## Start Records for processing
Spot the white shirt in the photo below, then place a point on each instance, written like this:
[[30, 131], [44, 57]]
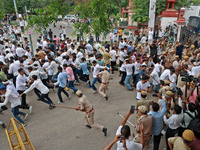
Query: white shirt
[[113, 54], [157, 68], [195, 70], [54, 67], [12, 97], [89, 48], [129, 69], [150, 35], [165, 75], [121, 45], [141, 86], [21, 82], [122, 68], [28, 54], [14, 67], [121, 56], [45, 65], [79, 55], [111, 36], [96, 70], [174, 121], [9, 55], [38, 85], [130, 144], [21, 23], [155, 77], [143, 40], [137, 67], [172, 79], [20, 52], [45, 44]]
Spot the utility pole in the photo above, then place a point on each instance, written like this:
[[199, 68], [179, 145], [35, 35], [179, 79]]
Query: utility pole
[[29, 32], [15, 8]]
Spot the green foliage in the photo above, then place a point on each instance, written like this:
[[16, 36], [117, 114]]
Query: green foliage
[[1, 14], [47, 15], [99, 11], [141, 9]]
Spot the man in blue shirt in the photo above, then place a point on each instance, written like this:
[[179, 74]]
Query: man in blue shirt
[[157, 122], [179, 50], [86, 73], [62, 82]]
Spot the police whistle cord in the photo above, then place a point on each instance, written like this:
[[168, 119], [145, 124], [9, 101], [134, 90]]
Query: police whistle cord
[[65, 107], [127, 120]]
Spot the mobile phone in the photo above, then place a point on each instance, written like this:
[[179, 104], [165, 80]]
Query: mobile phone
[[132, 109]]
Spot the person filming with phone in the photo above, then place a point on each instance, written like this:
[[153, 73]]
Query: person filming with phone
[[123, 136]]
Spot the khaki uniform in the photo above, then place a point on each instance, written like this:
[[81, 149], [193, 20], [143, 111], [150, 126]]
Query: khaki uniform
[[146, 120], [89, 112], [105, 75]]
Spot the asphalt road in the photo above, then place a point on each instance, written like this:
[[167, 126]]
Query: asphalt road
[[63, 129]]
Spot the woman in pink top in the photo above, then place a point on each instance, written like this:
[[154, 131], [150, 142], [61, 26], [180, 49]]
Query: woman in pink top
[[71, 77]]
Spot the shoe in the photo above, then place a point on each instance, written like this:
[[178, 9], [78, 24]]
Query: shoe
[[3, 125], [106, 97], [24, 124], [30, 109], [105, 131], [26, 115], [88, 126], [94, 92], [76, 83]]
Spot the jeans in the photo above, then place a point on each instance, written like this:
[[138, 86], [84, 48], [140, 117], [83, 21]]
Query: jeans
[[123, 77], [94, 80], [71, 86], [156, 141], [45, 98], [127, 81], [23, 104], [61, 89], [16, 112]]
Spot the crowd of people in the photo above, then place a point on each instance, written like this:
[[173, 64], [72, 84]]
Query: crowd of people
[[147, 63]]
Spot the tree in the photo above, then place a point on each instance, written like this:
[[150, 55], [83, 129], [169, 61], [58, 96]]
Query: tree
[[98, 11], [47, 15], [141, 8]]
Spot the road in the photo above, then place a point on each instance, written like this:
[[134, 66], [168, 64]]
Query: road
[[63, 129]]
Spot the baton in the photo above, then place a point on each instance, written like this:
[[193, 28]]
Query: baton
[[127, 120], [65, 107]]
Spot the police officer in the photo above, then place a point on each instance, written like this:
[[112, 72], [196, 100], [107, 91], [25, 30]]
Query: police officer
[[85, 106]]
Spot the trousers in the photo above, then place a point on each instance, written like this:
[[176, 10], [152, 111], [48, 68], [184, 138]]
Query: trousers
[[89, 120], [61, 89], [102, 89]]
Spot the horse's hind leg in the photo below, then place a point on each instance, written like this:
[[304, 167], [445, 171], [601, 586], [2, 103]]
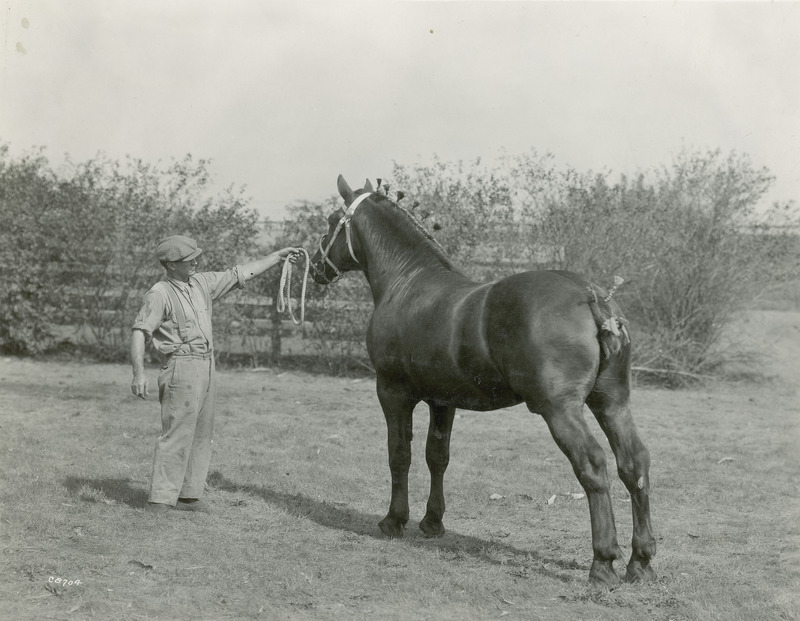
## End Records for processing
### Instructions for the task
Reproduce every one of the records above word for word, leaving out the pictures.

### Completed exercise
Spot the white shirt in the photo below, then place a point on each instance, written like this:
[[30, 131], [44, 57]]
Query: white shirt
[[113, 54], [157, 68], [195, 70], [54, 67], [12, 97], [89, 48], [129, 69], [150, 35], [165, 75], [121, 45], [141, 86], [21, 82], [122, 68], [28, 54], [14, 67], [121, 56], [45, 65], [79, 55], [111, 36], [96, 70], [174, 121], [9, 55], [38, 85], [130, 144], [21, 23], [155, 77], [143, 40], [137, 67], [172, 79], [20, 52], [45, 44]]
Spot the utility pole in the photo above, then place a point on each instance, written like this:
[[199, 68], [179, 145], [35, 35], [179, 79]]
Query: utility pole
[[29, 32], [15, 8]]
Spot the green foliage in the photo above, then place a point on each instance, written like this:
[[16, 36], [117, 114]]
Query: green foliage
[[1, 14], [47, 15], [99, 11], [141, 9]]
Spot the man in blue shirt in the photo above, then place a point on each instance, written like this:
[[179, 74]]
Query: man in blue shirt
[[157, 122], [179, 50], [86, 73], [62, 82]]
Spot the police whistle cord in the photo above, then place a point on each instance, written like this:
[[168, 119], [145, 124], [9, 101], [134, 90]]
Query: police whistle cord
[[65, 107], [127, 120]]
Spot the mobile phone in the photo above, then place a point on each instance, written like this:
[[179, 104], [165, 80]]
Query: mobile phone
[[132, 109]]
Spot the person filming with phone in the photo above, then place a point on each instance, written like this:
[[153, 73]]
Query: person filming with phone
[[123, 136]]
Spot the khaki uniform in the photo above, then place a point on each instance, written like this:
[[81, 149], [193, 20], [143, 111], [150, 126]]
Query: khaki uniform
[[146, 120], [89, 112], [105, 75]]
Spot the asphalt road in the photo above, then place a point on each instance, written like this:
[[167, 126]]
Query: asphalt road
[[63, 129]]
Spot the woman in pink top in the photo above, then place a point on each instance, written like this:
[[154, 131], [150, 142], [61, 26], [180, 49]]
Query: woman in pink top
[[71, 77]]
Spot the shoe in the photo above, then place a point on each instance, written like this:
[[178, 9], [78, 24]]
Query: shoe
[[3, 125], [106, 97], [24, 124], [30, 109], [105, 131], [26, 115], [88, 126], [94, 92], [76, 83]]
Spot the jeans in the photo above, then place a point on each instance, written like this:
[[138, 86], [84, 48], [140, 117], [83, 21]]
Query: jeans
[[123, 77], [94, 80], [71, 86], [156, 141], [45, 98], [127, 81], [23, 104], [61, 89], [16, 112]]
Spot the crowd of people in the photo above, then place a point on each instance, written like this:
[[173, 64], [72, 84]]
Query: crowd of people
[[147, 63]]
Spot the tree in the photo above, then place a point on each instance, written like this:
[[150, 55], [83, 129], [169, 61], [58, 96]]
Query: tree
[[98, 11], [47, 15], [141, 8]]
Spot the road in the photo above, then place a point on each instance, written like this:
[[134, 66], [168, 64]]
Query: road
[[63, 129]]
Spot the baton in the photo above, then place a point on each instance, written like this:
[[193, 28]]
Query: baton
[[127, 120], [65, 107]]
Spot the police officer in the photo above, then place a point on each instance, written like this:
[[112, 72], [196, 100], [107, 91], [25, 30]]
Query: police officer
[[85, 106]]
Spot the trousers in the photo above, then place a point on each instance, written like this:
[[176, 10], [152, 111], [48, 68], [184, 138]]
Query: trousers
[[89, 120], [61, 89], [102, 89]]
Spot the horse's hind leg in the photo below, then place a point on each instance, written like this:
[[304, 167], [445, 171], [601, 586], [2, 103]]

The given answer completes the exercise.